**Exercise directions:** Your task is to repeat the data exactly, every line of it.

**Input records:**
━━━━━━

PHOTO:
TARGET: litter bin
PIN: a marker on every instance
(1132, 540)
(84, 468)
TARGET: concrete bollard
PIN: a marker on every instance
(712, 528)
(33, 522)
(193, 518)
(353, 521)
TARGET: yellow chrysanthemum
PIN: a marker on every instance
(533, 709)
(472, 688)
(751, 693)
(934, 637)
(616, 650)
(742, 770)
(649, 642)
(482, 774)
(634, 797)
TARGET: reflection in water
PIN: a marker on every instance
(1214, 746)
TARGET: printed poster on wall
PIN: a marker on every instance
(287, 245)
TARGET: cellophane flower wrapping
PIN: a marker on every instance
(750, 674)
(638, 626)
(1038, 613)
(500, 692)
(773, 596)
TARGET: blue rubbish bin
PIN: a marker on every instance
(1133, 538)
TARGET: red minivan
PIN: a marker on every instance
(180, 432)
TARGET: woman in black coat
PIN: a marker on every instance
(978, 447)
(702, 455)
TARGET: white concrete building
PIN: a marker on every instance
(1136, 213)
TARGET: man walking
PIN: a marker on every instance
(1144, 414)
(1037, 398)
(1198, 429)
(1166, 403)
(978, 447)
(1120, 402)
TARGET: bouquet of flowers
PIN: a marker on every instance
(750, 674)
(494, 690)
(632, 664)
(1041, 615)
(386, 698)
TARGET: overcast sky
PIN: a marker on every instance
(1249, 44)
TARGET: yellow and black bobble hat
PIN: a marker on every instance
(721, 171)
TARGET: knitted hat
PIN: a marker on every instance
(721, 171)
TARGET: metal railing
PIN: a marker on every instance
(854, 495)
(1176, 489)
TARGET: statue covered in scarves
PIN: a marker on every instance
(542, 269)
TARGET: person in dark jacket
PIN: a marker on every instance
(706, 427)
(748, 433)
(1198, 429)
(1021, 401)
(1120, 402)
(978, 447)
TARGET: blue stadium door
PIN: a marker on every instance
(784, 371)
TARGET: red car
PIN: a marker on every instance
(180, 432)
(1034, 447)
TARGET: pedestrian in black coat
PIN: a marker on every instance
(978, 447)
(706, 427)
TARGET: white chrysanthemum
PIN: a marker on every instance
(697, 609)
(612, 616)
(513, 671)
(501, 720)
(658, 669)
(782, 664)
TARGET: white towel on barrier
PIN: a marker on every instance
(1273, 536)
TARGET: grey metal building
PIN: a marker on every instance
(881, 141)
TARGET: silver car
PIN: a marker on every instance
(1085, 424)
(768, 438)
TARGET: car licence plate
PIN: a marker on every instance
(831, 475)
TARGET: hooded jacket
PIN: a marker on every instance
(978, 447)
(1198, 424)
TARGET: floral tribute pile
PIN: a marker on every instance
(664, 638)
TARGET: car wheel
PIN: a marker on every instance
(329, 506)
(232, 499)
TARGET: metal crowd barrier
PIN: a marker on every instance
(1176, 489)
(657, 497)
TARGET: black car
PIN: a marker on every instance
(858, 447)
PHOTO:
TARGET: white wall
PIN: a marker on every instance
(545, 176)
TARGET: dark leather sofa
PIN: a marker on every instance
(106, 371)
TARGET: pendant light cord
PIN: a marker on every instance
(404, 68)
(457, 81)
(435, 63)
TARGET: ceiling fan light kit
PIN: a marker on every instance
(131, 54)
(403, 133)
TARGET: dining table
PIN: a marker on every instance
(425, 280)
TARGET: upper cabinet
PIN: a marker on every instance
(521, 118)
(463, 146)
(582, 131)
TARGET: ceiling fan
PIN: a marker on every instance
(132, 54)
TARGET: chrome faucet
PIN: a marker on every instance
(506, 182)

━━━━━━

**Solved problem:**
PHOTO:
TARGET: litter bin
PIN: a marker on every instance
(1132, 540)
(84, 468)
TARGET: concrete bollard
PIN: a marker on every instance
(712, 528)
(33, 522)
(193, 518)
(353, 521)
TARGET: yellow chrysanthemum
PIN: a marker on every instance
(533, 709)
(472, 688)
(751, 693)
(934, 637)
(616, 650)
(742, 770)
(649, 642)
(482, 774)
(634, 797)
TARGET: reflection in water
PIN: a marker on every instance
(1214, 746)
TARGET: printed poster on wall
PIN: a marker on every instance
(287, 245)
TARGET: cellophane flower wrapping
PIN: a marker on every instance
(750, 674)
(638, 626)
(1038, 613)
(500, 692)
(773, 596)
TARGET: blue rubbish bin
PIN: a marker on every instance
(1133, 538)
TARGET: red minivan
PIN: a marker on every instance
(180, 432)
TARGET: woman in black coat
PIN: a marker on every instance
(978, 447)
(702, 455)
TARGET: white concrete building
PIN: a marker on every instance
(1136, 213)
TARGET: man walking
PIN: a marker on every instance
(1144, 414)
(1037, 398)
(1198, 429)
(1166, 403)
(978, 447)
(1120, 402)
TARGET: bouquet of flowers
PIN: a marker on every instance
(750, 674)
(494, 690)
(632, 664)
(1041, 615)
(386, 698)
TARGET: overcast sky
PIN: a marker on every instance
(1249, 44)
TARGET: yellow and black bobble hat
PIN: a marker on every instance
(721, 171)
TARGET: knitted hat
PIN: a marker on every instance
(721, 171)
TARGET: metal railing
PIN: a marker on every instance
(854, 495)
(1176, 489)
TARGET: statue covered in scarves
PIN: a marker on every instance
(542, 269)
TARGET: person in dark jacket
PIN: a marker on every instance
(706, 427)
(748, 433)
(1198, 429)
(1021, 401)
(1120, 402)
(978, 447)
TARGET: blue stadium door
PIN: a marker on every instance
(784, 371)
TARGET: red car
PIN: a marker on every instance
(180, 432)
(1034, 447)
TARGET: pedestrian in black coat
PIN: a marker on every instance
(978, 447)
(706, 427)
TARGET: white chrysanthemum
PIN: a marker on every instance
(697, 609)
(612, 616)
(513, 671)
(501, 720)
(658, 669)
(782, 664)
TARGET: white towel on barrier
PIN: a marker on every instance
(1273, 536)
TARGET: grey metal building
PIN: a marker on every instance
(881, 141)
TARGET: silver car
PIN: a marker on every instance
(1085, 424)
(768, 438)
TARGET: car licence plate
PIN: a marker on every instance
(831, 475)
TARGET: hooded jacket
PIN: a marker on every instance
(978, 447)
(1198, 424)
TARGET: floral tribute pile
PIN: a marker on every instance
(664, 638)
TARGET: car wheel
PIN: a marker on every instance
(329, 506)
(232, 499)
TARGET: metal crowd barrier
PIN: a marker on every instance
(1176, 489)
(657, 497)
TARGET: black car
PIN: a marker on every instance
(858, 447)
PHOTO:
TARGET: white wall
PIN: a marker on every instance
(545, 176)
TARGET: dark leather sofa
PIN: a marker on every instance
(106, 371)
TARGET: pendant light cord
PIN: a marker on every instance
(404, 68)
(457, 81)
(435, 63)
TARGET: ceiling fan light kit
PIN: a marker on every instance
(131, 54)
(403, 133)
TARGET: dining table
PIN: a marker on every instance
(425, 280)
TARGET: upper cabinet
PIN: a marker on every instance
(521, 118)
(463, 146)
(582, 131)
TARGET: ceiling fan
PIN: a marker on every instance
(132, 54)
TARGET: chrome faucet
PIN: a marker on every instance
(506, 182)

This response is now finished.